▸ **GIVEN INSTRUCTION**:
Render the listing below as a JSON list of strings with one string per line, leaving out blank lines and the pictures.

>> START MATERIAL TO PROCESS

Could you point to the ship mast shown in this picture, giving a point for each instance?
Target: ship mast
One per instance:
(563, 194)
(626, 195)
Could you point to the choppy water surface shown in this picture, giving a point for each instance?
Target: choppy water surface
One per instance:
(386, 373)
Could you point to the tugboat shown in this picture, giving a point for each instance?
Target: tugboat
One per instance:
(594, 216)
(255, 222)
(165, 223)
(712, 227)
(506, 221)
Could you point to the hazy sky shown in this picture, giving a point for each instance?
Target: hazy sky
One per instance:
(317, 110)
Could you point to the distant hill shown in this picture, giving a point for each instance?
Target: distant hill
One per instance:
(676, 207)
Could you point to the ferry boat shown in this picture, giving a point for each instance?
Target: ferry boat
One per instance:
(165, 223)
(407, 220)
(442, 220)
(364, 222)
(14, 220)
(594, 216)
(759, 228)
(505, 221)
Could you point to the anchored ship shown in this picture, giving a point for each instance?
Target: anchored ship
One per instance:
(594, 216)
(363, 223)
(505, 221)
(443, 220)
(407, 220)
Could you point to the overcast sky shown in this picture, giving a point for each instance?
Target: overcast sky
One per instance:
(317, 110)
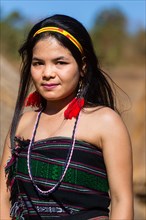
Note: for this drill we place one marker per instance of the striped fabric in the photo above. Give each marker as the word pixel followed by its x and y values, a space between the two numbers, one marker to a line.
pixel 83 192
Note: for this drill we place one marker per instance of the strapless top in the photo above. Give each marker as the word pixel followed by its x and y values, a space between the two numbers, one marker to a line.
pixel 82 194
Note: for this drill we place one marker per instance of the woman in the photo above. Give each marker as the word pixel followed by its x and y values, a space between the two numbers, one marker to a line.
pixel 71 155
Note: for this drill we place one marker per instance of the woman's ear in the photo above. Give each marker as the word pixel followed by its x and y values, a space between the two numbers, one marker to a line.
pixel 84 67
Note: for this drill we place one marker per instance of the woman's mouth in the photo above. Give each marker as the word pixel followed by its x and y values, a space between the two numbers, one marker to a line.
pixel 49 86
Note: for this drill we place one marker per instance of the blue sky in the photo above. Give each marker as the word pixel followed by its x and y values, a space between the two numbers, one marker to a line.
pixel 83 10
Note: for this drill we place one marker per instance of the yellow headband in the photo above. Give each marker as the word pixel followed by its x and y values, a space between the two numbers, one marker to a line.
pixel 61 31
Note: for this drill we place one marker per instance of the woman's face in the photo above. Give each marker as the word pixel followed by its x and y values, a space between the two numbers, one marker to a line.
pixel 54 70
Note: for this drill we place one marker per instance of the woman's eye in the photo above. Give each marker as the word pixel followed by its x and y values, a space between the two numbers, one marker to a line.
pixel 36 63
pixel 61 63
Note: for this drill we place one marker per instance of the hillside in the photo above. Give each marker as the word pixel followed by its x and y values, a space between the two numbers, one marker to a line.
pixel 132 81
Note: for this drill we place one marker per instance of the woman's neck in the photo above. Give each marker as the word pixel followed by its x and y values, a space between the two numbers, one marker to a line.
pixel 54 107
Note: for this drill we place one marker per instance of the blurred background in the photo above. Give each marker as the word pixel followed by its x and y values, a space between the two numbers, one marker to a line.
pixel 118 32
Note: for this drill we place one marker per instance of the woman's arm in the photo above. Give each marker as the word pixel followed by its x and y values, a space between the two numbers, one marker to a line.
pixel 117 153
pixel 4 193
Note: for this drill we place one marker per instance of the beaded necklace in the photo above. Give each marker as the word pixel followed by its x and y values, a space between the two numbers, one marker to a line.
pixel 66 164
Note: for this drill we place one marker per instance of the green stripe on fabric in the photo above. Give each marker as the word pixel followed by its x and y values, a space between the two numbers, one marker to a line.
pixel 73 176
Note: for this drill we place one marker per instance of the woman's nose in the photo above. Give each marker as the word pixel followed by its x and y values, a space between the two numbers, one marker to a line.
pixel 49 72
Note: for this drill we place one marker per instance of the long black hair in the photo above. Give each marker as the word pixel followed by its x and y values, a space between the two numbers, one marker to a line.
pixel 96 87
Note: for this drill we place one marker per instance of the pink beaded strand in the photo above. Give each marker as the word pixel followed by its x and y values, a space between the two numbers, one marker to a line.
pixel 67 163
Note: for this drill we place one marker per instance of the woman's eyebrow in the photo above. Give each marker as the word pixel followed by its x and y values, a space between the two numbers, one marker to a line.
pixel 53 59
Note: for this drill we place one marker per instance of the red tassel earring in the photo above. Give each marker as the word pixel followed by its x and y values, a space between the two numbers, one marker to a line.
pixel 75 106
pixel 33 100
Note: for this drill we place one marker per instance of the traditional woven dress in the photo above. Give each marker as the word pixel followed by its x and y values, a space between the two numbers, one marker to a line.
pixel 82 194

>> END MATERIAL TO PROCESS

▸ **EXERCISE OUTPUT**:
[
  "Could you point to the ship mast shown in this picture, giving a point for each instance?",
  "Target: ship mast",
  "One per instance:",
  "(563, 194)",
  "(626, 195)",
  "Could you point to the choppy water surface shown in this picture, giving a point for each instance?",
  "Target: choppy water surface",
  "One per instance:",
  "(386, 373)",
  "Could you point to the tugboat shown in this picture, giving a point for each instance?",
  "Target: tugboat",
  "One per instance:",
  "(594, 216)",
  "(255, 222)",
  "(165, 223)",
  "(712, 227)",
  "(506, 221)",
  "Could you point to the hazy sky shown in this picture, giving a point for each instance?",
  "Target: hazy sky",
  "One per instance:",
  "(317, 110)",
  "Could you point to the distant hill shown in this picture, giving a point for each instance?",
  "Target: distant hill",
  "One per instance:",
  "(676, 207)",
  "Could you point to the ferry boat shown in this picture, giving a point for each instance?",
  "Target: ferry boat",
  "One per instance:",
  "(165, 223)",
  "(407, 220)",
  "(442, 220)",
  "(364, 222)",
  "(14, 220)",
  "(594, 216)",
  "(759, 228)",
  "(505, 221)",
  "Could you point to the anchored ship shown in this picture, giving a point for each instance?",
  "Target: anchored ship",
  "One per instance:",
  "(594, 216)",
  "(363, 223)",
  "(505, 221)",
  "(443, 220)",
  "(407, 220)",
  "Could you point to the overcast sky shown in this picture, giving a point for each instance?",
  "Target: overcast sky",
  "One per instance:",
  "(317, 110)",
  "Note: for this drill we place one marker per instance of the striped fabric in the photo above. Give each marker as the word pixel followed by its x and y values, a space between the two numbers, one marker to a line.",
  "pixel 83 192",
  "Note: for this drill we place one marker per instance of the strapless top in the photo above. Give each marker as the word pixel followed by its x and y values, a space between the two numbers, one marker to a line.",
  "pixel 82 194",
  "Note: for this drill we place one marker per instance of the woman in the photo above. Give each marker as the word pixel followed by its x and y values, a space between the two numbers, one marker to a line.",
  "pixel 71 155",
  "Note: for this drill we place one marker per instance of the woman's ear in the photo above. Give each marker as the word pixel followed by its x and y values, a space between the two numbers, one marker to a line.",
  "pixel 84 67",
  "Note: for this drill we place one marker per instance of the woman's mouth in the photo above. Give each marker as the word pixel followed by its x and y values, a space between the two numbers, one marker to a line.",
  "pixel 49 86",
  "Note: for this drill we place one marker per instance of the blue sky in the photo above. Give each marker as the word pixel followed by its x and y values, a space between the two numbers, one marker to a line.",
  "pixel 83 10",
  "Note: for this drill we place one marker per instance of the yellow headband in the photo above. Give each marker as the word pixel followed by its x and y values, a space between the two numbers, one marker to a line.",
  "pixel 61 31",
  "Note: for this drill we place one marker per instance of the woman's face in the photo above. Give each marker as the word pixel followed by its x and y values, a space between the two numbers, one marker to a line.",
  "pixel 54 70",
  "Note: for this drill we place one marker per instance of the woman's eye in the photo above. Give each marker as the word pixel followed by its x and y values, a space between the two numbers, one marker to a line.",
  "pixel 36 63",
  "pixel 61 63",
  "Note: for this drill we place one marker per instance of the hillside in the photo above. Give each marker as the word pixel followed by its x and y values, a space between the two numbers, one marker to a line.",
  "pixel 132 81",
  "Note: for this drill we place one marker per instance of the woman's neck in the photo above. Give each marker as the word pixel followed by its x and y values, a space between the two numbers, one marker to a line.",
  "pixel 54 107",
  "Note: for this drill we place one marker per instance of the blurred background in the photo above. Give each marker as the word pixel followed by its x and y values, a space between the two numbers, one marker to a line.",
  "pixel 118 32",
  "Note: for this drill we place one marker per instance of the woman's arm in the photo above. Give each marker as the word pixel followed by its x and y values, a space between the two numbers, one marker to a line.",
  "pixel 117 153",
  "pixel 4 193",
  "Note: for this drill we place one marker per instance of the beaded necklace in the photo above. Give each marker as the word pixel followed by its x and y values, a space between the two numbers, one marker to a line.",
  "pixel 66 164",
  "Note: for this drill we place one marker per instance of the green stripe on fabric in the photo above. Give each marker as the word pixel followed by its x and y values, a space between the two numbers, one marker to a line.",
  "pixel 73 176",
  "Note: for this drill we place one marker per instance of the woman's nose in the photo above. Give each marker as the word pixel followed by its x and y values, a space between the two numbers, one marker to a line.",
  "pixel 49 72",
  "Note: for this drill we place one marker per instance of the long black hair in the photo above. Give each marker as the word pixel followed by its x and y values, a space between the two numbers, one marker to a line.",
  "pixel 96 87",
  "Note: for this drill we place one marker per instance of the pink beaded strand in the photo above. Give each marker as the word pixel followed by its x and y values, a space between the two numbers, one marker to a line.",
  "pixel 67 163",
  "Note: for this drill we place one marker per instance of the woman's eyebrow in the photo above. Give each marker as the word pixel followed by its x and y values, a space between the two numbers, one marker to a line.",
  "pixel 53 59",
  "Note: for this drill we place one marker per instance of the red tassel earring in the photo above. Give each marker as the word pixel followed by its x and y values, a space between the two numbers, one marker to a line.",
  "pixel 75 106",
  "pixel 33 100",
  "Note: for this drill we place one marker per instance of the traditional woven dress in the photo above. Give each marker as the word pixel followed by its x and y values, a space between the two numbers, one marker to a line.",
  "pixel 82 194"
]